**Task 1**
Translate into Spanish this sentence from the discussion of council rates: "Most people don't vote because it feels like the system is already rigged."

Agreed, but the democratic makeup needs to change for this to occur. Most people don't vote because it feels like the system is already rigged. Our current "left wing" mayor campaigns on below inflation rates increases for example. Property owners have more to gain from voting and so outnumber renters.
Also rates are much more in your face than tax. People continually complain about their 3k rates even though it is usually a fraction of their tax which they don't really see leaving their pocket.
I agree with the "in your face" comment. I always wonder if councils gave you say a 5% discount to pay your rates via direct debit weekly if people would be less fixated on rates increases. I think to most people 50-100 per week sounds a lot less than 2500-5000/year
"For public transport its property owners particularly in the vicinity of the new stations that benefit the most due to increased property values especially with the NPS-UD that allows such increased density in the locations, so they should fund it."
Wow, no shit, if you starve somewhere of basic connectivity because you spiked demand and didn't cater for it, then yea, prices in the area go up when belated and usually tokenistically do something about it. If you leave it long enough, the cost blows out when it becomes a hugely expensive retrofit, like the Eastern Busway.
If your suggestion is that Auckland gets back a proportion of the Income Tax, GST and Company tax it generated for decades prior to the mid 2000s that was disproportionately spent in other parts of the country at the expense of Auckland's infrastructure, that's a conversation I'd be happy to have. I'm sure we could come to some arrangement with very competitive interest rates. We'll even give you a discount on the bits of the Christchurch rebuild and uninsured risk we chipped in on as well.
This is very true. Both parties continue to duck the question of what sort of level of population growth we want. The reality is most kiwi's aren't "anti-immigration" but don't see the value in just trying to fudge nominal GDP and keep wages low via very high levels of immigration - net migration averaging 50k a year over the last decade has been done with no planning or foresight and we are now paying the price.
What was wrong with net migration averaging around 10k per year? We sure as hell never had the highest levels of rental stress and homelessness until National drastically increased net migration (and labour just continued, despite campaigning on reducing those numbers). Our annual net migration figures went from averaging around 10k per year to averaging 50k per year, but plan was put in place to develop the housing, infrastructure and services to support this.
Yeah that's what I am worrying about. There is nothing wrong to build more apartment to provide more supply for housing. But how about transportation, roads? How about carparks? How are people traveling to work? It is lack of planning from governments I am not happy about.
Labour has snookered National as this densification without resource consent will require councils to pay most if not all for sewerage and stormwater upgrades. As far as I'm aware the development contribution to sewerage and stormwater is part of the resource management consent. RMC will no longer be required, only the building consent. No RMC no development levy?
It's likely the three waters will now become more attractive to councils who have to make up shortfalls in upgrade costs.
I think National is opposed to the three waters.
In a lot of places the development contributions are triggered by the resource consent or the building consent, whichever is first, so it gets charged regardless. If not, councils will be all over this to make sure they have policy in place for it when these changes come into effect.
That's right but Reserve Fees/Contributions (different to Development Contributions) are paid on resource consents; e.g.,
http://www.huttcity.govt.nz/Services/Building-and-resource-consents/Bui…
DCs go toward reticulated infrastructure (the three waters) - whereas reserve fees go toward social infrastructure (playgrounds, bike paths, parks and reserves, etc.).

**Data lines**
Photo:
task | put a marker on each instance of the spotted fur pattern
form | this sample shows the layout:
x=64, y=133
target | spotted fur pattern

---

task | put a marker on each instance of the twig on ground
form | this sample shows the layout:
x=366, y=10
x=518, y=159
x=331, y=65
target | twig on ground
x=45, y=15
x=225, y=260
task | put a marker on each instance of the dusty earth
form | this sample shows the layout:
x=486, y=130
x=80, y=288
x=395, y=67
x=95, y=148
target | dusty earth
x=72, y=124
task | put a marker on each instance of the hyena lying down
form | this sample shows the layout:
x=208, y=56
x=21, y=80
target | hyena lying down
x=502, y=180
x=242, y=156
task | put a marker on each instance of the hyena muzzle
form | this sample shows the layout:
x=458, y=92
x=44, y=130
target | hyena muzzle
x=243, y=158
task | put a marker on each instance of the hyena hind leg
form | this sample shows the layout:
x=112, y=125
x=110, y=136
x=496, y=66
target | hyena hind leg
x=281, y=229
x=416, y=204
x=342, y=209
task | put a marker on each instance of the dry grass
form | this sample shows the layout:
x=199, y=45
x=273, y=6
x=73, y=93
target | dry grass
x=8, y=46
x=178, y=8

**Task 2**
Copy out the records word for word, beginning at the line that contains "task | put a marker on each instance of the twig" and stopping after the line that contains "x=243, y=158".

**Full output 1**
La mayoría de la gente no vota porque siente que el sistema ya está amañado.

**Full output 2**
task | put a marker on each instance of the twig on ground
form | this sample shows the layout:
x=366, y=10
x=518, y=159
x=331, y=65
target | twig on ground
x=45, y=15
x=225, y=260
task | put a marker on each instance of the dusty earth
form | this sample shows the layout:
x=486, y=130
x=80, y=288
x=395, y=67
x=95, y=148
target | dusty earth
x=72, y=124
task | put a marker on each instance of the hyena lying down
form | this sample shows the layout:
x=208, y=56
x=21, y=80
target | hyena lying down
x=502, y=180
x=242, y=156
task | put a marker on each instance of the hyena muzzle
form | this sample shows the layout:
x=458, y=92
x=44, y=130
target | hyena muzzle
x=243, y=158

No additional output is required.